Vanessa Kroll Bennett: Also, I have four kids. Cara has two kids. They’re all between thirteen and twenty, all six of them. We were thinking about our lives. The book is totally based in science and data and research, but it’s also informed by us as human beings and as parents. We were thinking about, god, what are the things day to day that no one thinks about as puberty but are really big deals? The youth sports overspecialization chapter affects both of us deeply and very personally. I come from a background of coaching girls in sports. We talked to people. We were like, do we keep this chapter? Do we cut this chapter? Everyone was like, no, keep it because everyone deals with this. Nobody thinks of it as a puberty thing, but it really is a big part of adolescence and supporting kids throughout adolescence. That’s just one example. We sat down, and we thought about everything. I’m curious, Zibby, were you shocked at any of the chapters or just pleasantly surprised by certain topics coming your way?

Zibby: I was just pleasantly surprised that it had a wider breadth than I expected. Although, the whole time, I kept thinking, I need them to write a menopause book called This Is So Depressing. Maybe you could do a follow up for the parents of the teenagers or something like that.

Vanessa: We’re on it. We probably won’t call it This Is So Depressing because we’re trying to stay optimistic and constructive.

**Data to examine:**
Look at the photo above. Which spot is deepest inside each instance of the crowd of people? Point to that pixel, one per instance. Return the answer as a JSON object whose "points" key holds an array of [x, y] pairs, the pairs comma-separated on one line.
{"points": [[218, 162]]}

==

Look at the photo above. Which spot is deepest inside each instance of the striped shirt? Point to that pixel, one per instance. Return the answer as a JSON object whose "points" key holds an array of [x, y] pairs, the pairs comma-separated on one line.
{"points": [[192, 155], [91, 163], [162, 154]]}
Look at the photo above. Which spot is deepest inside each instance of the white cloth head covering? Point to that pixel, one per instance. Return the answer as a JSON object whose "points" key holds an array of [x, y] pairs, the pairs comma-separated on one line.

* * *

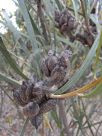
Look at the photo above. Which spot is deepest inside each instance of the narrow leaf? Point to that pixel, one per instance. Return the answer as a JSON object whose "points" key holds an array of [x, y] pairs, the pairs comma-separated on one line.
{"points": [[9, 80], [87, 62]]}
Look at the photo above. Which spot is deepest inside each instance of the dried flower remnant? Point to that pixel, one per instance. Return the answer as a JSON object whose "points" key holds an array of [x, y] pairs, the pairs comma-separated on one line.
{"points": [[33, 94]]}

**Exercise details:**
In the interview excerpt, which chapter does Vanessa Kroll Bennett say affects both her and Cara deeply and personally?

**Solution for this problem:**
The youth sports overspecialization chapter.